◆ **Problem statement**: From the entries below, report how many lines contain the string "grass". Only the number is wanted.

◆ **Saved data entries**:
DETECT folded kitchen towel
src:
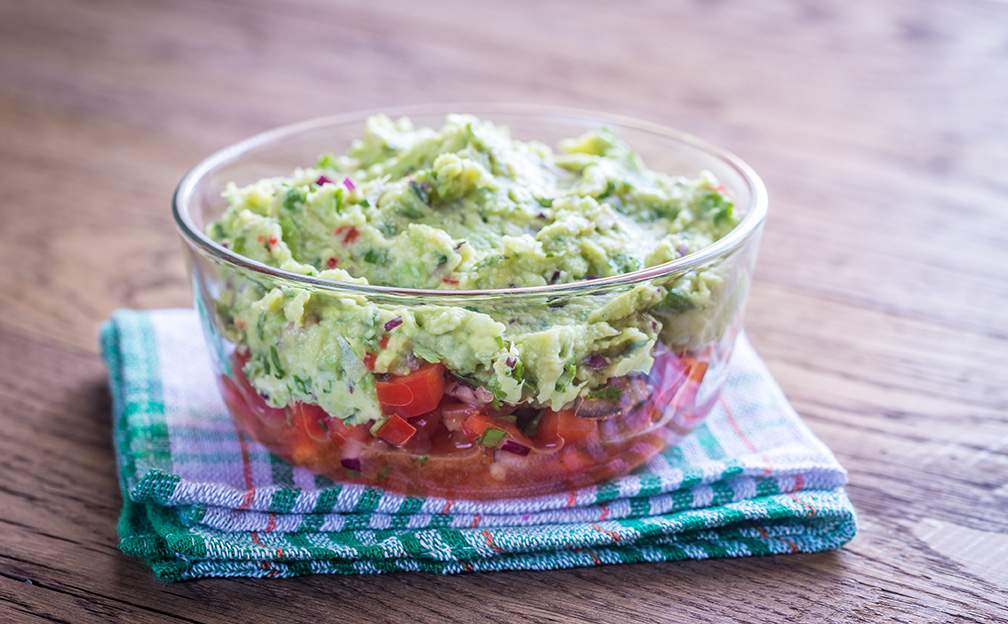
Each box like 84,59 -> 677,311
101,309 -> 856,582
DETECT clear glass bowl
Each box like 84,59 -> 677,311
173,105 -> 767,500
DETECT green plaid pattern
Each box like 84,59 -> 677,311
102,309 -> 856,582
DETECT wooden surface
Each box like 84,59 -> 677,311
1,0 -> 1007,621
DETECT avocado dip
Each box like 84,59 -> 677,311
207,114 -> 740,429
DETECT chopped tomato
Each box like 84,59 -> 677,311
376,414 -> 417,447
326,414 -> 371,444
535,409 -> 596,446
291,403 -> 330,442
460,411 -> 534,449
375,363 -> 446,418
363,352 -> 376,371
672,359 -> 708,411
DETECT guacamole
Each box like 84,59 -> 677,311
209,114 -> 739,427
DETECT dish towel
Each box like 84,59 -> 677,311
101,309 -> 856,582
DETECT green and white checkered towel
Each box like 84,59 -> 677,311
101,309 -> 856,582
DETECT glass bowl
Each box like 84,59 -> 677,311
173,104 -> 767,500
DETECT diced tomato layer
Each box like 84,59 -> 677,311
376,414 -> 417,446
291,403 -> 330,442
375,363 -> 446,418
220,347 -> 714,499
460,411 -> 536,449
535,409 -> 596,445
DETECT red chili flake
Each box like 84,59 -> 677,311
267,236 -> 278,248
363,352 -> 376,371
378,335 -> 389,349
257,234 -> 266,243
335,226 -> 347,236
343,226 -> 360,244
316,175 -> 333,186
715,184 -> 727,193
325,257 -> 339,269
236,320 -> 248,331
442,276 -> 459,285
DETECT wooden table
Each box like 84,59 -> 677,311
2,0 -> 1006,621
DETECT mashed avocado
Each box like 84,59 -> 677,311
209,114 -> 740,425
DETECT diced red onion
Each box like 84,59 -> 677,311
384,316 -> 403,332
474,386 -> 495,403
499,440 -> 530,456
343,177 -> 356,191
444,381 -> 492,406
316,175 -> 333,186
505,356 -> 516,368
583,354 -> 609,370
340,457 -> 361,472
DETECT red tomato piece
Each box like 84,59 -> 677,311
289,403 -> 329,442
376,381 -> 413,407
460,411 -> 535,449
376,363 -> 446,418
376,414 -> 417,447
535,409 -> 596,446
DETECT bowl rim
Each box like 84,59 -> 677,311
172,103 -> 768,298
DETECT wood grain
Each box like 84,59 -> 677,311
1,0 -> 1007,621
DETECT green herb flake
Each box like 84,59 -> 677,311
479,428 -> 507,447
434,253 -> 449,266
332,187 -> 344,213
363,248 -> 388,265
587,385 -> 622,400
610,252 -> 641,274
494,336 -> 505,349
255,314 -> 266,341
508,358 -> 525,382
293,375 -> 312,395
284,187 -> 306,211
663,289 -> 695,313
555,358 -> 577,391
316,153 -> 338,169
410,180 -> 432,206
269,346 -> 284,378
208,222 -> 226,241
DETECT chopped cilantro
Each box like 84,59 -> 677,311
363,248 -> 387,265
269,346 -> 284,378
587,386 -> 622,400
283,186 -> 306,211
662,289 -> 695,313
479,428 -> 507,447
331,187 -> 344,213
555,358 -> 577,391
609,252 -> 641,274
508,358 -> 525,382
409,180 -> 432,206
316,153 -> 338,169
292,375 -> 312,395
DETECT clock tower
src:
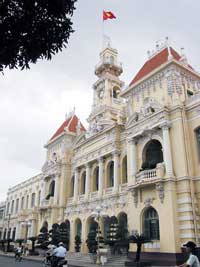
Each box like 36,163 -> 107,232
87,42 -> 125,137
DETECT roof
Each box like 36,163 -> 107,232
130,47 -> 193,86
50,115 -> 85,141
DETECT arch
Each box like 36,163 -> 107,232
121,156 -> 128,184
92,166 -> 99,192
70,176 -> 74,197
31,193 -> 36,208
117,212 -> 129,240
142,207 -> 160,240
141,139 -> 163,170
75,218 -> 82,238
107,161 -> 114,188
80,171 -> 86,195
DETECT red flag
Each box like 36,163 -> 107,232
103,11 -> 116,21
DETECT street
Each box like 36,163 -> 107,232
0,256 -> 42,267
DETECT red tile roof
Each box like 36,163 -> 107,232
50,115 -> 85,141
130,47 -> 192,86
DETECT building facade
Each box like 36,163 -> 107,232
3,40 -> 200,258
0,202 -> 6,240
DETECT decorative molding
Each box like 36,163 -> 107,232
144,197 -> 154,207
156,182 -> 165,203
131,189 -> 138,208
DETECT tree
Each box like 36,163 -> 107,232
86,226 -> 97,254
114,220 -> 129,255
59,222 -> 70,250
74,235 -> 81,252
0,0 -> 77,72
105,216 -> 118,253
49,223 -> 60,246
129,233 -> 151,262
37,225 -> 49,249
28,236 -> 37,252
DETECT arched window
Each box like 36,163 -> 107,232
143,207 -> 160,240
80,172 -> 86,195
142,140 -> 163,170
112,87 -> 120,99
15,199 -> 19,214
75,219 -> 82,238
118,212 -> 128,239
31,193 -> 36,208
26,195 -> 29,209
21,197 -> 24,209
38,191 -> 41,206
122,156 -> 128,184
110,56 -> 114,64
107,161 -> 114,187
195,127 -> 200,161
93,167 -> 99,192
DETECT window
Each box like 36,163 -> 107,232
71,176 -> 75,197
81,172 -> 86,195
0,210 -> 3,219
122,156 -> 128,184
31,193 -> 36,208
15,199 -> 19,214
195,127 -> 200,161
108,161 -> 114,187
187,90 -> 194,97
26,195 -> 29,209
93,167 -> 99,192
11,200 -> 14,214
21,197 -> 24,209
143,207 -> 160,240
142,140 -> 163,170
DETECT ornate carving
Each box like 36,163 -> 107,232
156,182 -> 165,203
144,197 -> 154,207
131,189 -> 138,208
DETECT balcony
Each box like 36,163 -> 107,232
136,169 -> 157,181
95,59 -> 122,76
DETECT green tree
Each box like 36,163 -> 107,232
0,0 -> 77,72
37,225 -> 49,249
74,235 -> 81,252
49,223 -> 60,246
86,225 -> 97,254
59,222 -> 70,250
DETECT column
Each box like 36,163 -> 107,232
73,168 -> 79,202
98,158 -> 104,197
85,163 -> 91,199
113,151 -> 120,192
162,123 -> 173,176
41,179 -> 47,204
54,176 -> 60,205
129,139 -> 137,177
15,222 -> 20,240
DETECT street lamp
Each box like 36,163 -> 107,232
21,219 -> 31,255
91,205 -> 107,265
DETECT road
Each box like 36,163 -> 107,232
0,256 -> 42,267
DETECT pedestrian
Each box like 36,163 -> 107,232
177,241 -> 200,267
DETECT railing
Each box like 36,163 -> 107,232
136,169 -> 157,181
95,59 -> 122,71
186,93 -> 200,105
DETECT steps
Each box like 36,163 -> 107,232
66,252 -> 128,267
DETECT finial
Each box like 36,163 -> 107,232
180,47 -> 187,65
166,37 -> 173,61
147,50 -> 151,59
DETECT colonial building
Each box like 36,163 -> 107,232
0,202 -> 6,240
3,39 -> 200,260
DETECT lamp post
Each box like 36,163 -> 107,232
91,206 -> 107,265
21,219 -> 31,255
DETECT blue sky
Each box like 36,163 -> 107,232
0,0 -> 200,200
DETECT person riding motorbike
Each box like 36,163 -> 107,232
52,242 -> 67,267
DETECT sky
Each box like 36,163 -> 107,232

---

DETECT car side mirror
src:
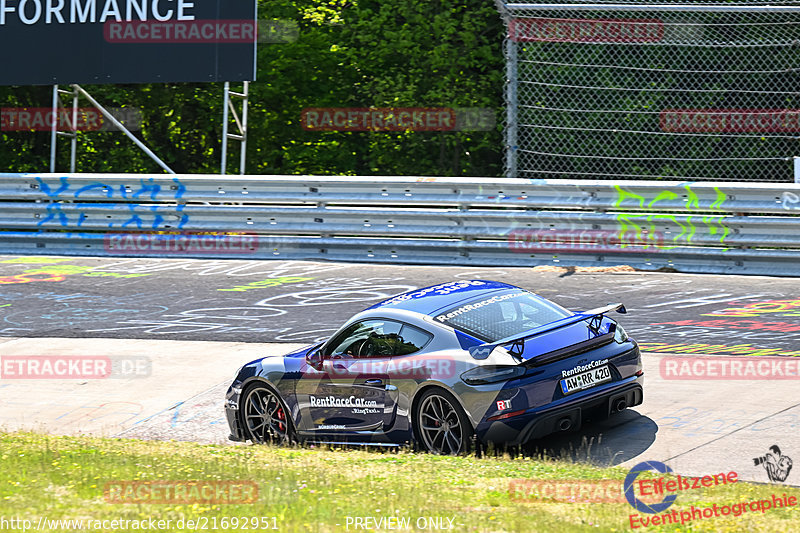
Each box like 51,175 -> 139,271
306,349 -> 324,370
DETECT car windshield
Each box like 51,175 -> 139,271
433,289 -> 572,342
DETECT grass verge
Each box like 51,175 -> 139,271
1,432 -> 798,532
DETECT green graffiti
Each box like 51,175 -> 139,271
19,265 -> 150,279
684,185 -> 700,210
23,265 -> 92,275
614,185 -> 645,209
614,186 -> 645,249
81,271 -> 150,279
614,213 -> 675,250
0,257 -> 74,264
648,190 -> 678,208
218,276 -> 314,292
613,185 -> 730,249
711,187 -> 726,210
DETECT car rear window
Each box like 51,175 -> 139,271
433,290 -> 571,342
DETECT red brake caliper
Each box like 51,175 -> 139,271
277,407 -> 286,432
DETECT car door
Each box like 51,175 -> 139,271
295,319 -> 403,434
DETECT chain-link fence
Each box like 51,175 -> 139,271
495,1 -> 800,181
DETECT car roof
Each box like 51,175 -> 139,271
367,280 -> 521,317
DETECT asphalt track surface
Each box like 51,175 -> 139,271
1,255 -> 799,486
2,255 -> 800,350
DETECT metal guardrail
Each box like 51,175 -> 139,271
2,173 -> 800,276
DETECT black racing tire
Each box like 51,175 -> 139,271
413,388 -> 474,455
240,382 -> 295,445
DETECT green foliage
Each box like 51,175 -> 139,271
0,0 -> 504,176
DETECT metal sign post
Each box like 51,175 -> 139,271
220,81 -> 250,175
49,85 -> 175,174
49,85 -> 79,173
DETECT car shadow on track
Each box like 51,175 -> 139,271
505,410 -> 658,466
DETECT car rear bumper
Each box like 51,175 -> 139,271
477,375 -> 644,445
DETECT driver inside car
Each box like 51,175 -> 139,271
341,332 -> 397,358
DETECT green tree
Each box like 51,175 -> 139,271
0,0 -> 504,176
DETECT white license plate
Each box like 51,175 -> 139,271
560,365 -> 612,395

==

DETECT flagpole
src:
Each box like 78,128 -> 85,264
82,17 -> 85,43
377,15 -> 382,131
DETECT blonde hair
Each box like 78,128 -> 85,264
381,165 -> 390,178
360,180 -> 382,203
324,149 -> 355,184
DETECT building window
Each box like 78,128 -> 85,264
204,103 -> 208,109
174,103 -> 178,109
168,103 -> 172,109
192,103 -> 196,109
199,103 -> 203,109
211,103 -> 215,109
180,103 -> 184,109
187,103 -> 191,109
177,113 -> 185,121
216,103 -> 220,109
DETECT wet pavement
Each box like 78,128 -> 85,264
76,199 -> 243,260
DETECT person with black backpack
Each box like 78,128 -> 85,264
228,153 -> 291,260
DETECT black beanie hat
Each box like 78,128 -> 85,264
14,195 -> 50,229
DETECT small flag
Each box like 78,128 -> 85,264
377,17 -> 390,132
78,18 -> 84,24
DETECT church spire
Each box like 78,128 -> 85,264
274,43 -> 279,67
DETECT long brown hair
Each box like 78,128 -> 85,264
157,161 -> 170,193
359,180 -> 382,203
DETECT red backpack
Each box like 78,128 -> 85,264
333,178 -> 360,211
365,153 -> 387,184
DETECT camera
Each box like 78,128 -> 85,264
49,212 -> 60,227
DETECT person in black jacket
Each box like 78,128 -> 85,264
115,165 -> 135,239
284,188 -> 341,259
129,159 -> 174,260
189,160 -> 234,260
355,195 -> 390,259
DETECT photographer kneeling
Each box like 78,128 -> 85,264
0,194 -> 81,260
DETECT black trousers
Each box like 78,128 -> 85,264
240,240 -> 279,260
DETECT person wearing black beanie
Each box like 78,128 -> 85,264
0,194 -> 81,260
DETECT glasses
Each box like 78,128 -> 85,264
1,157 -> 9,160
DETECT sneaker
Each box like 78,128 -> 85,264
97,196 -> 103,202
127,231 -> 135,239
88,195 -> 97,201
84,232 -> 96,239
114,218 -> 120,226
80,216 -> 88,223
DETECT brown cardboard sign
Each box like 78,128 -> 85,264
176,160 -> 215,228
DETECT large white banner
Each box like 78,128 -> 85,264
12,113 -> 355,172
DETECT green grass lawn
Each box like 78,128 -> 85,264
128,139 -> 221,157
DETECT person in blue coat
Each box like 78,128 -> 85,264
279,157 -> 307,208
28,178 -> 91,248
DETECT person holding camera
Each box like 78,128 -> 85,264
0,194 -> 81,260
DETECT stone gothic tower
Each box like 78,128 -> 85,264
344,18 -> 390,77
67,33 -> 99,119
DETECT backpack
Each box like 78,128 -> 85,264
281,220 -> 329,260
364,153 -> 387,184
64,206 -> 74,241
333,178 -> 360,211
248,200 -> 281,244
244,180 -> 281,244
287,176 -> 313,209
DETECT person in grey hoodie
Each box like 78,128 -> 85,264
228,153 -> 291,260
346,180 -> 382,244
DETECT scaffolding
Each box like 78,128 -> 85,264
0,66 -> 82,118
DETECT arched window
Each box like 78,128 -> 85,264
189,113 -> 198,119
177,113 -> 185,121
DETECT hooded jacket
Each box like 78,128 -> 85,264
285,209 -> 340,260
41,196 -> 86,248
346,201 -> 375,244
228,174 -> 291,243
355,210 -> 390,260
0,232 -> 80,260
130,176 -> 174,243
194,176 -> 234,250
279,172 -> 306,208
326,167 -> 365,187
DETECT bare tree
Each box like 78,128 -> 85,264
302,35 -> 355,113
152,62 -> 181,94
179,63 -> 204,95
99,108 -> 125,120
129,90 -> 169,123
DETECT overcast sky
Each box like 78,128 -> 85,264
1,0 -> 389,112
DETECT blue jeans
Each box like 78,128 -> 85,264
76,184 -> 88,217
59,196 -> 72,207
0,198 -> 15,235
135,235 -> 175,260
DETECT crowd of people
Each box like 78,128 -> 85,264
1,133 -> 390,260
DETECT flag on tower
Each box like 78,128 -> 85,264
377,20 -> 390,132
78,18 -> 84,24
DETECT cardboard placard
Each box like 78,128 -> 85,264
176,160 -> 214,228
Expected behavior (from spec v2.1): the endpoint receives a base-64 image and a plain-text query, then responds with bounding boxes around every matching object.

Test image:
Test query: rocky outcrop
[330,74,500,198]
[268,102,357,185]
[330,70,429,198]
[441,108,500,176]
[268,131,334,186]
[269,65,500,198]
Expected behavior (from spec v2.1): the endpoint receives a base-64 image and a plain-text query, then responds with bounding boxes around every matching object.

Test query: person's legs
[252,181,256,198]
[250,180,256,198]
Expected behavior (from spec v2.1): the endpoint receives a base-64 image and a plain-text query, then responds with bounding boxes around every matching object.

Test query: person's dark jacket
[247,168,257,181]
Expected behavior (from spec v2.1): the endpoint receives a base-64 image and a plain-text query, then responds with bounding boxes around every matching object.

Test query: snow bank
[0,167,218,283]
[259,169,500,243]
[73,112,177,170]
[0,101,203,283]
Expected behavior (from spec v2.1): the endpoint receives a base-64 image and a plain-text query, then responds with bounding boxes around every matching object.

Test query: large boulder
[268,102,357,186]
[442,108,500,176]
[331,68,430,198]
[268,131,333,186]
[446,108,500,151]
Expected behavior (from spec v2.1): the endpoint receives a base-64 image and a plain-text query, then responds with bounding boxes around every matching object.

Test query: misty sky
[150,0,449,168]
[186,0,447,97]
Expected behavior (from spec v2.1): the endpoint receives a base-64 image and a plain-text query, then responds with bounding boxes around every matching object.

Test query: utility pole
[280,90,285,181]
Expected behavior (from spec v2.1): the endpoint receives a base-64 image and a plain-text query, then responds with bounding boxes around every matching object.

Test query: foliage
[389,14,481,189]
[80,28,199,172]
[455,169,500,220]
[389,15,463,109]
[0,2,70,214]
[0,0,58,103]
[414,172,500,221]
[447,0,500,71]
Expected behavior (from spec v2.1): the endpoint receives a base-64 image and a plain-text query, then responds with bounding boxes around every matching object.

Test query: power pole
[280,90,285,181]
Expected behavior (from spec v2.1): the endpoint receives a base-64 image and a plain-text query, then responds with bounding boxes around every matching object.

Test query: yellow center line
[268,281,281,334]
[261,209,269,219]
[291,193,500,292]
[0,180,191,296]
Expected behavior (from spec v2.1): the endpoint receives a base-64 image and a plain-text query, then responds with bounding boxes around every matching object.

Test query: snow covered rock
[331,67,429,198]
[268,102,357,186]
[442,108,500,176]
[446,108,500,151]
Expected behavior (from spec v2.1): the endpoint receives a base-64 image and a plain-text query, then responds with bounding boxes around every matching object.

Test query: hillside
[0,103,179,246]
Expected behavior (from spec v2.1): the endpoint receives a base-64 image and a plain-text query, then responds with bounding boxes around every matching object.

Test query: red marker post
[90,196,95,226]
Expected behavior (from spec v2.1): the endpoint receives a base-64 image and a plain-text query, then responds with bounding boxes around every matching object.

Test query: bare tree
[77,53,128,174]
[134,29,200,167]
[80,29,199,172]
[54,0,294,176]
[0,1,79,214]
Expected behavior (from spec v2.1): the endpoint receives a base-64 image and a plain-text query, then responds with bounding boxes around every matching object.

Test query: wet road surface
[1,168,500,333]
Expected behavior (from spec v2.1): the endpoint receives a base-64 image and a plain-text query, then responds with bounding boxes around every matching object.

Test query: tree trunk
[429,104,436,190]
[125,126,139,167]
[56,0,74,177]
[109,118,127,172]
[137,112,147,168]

◆ **Result**: 2